[Dataset extract Boundary: Start]

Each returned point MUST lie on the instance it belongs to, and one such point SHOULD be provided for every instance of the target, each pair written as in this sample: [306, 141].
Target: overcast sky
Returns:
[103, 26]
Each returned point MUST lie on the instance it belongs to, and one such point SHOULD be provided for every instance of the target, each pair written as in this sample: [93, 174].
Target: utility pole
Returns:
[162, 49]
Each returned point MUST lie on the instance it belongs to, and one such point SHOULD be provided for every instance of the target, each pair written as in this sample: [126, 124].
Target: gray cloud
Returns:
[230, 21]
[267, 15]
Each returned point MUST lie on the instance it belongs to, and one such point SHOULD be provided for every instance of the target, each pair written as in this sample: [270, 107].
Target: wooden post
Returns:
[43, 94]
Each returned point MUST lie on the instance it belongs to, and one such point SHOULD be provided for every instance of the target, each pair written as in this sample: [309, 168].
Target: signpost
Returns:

[Dataset extract Boundary: End]
[Dataset extract Boundary: Start]

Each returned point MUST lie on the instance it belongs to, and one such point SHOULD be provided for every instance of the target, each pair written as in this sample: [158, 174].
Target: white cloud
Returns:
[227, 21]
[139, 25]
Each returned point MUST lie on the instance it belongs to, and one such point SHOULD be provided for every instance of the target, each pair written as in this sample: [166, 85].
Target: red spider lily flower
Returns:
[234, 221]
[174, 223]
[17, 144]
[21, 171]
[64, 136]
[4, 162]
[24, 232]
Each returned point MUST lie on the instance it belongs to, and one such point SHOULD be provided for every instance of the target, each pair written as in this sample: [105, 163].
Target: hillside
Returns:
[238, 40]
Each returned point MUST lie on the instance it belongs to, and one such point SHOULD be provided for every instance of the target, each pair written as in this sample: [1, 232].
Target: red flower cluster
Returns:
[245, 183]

[Dataset extract Boundary: End]
[Dataset extract Boundary: Start]

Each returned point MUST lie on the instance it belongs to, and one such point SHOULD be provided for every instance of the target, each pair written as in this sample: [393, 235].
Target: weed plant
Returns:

[Dataset extract Boundary: End]

Work request: Return each line of the data where the word "point" appears.

Output of the task:
Each returned point MUST lie on the instance it belongs to, and one such point SHOULD be provided for every instance of the target, each pair written as in this sample: [306, 141].
Each returned point MUST lie on the instance it belongs to, and one such point SHOULD be provided for every instance of the target, each pair written as in this sample: [93, 174].
Each returned point MUST lie on the instance it belongs to, and one such point SHOULD be provided for every instance of the target, each pair written as in this sample: [126, 124].
Each returned point MUST lie on the instance it belongs to, and one such point SHOULD be provided for every instance of the target, each pair written as in this sample: [270, 107].
Each returned point MUST lie on the instance it belongs to, and one such point SHOULD be provided for every instance of the target, each pair written as in this sample: [309, 168].
Each returned point MUST lie on the instance it belongs to, and one such point SHOULD be provided for every instance of the target, each pair written as in this sample: [158, 174].
Each returned point MUST lie on the instance it belongs to, and one such point SHOULD be provided for every instance of the target, each pair written as in this sample: [166, 85].
Each returned point MUST lie on the instance it belongs to, and one such point SHOULD be provided for every instance of the target, each pair written as in this sample: [105, 163].
Each returned point MUST lie on the instance it belongs to, and one such point SHOULD be provided for every instance of the target, each pair written as in this sample: [1, 232].
Each returned point MUST lie on the instance it belongs to, and one such point SHOULD be provided for every instance of the target, each pair written as in this sample: [393, 235].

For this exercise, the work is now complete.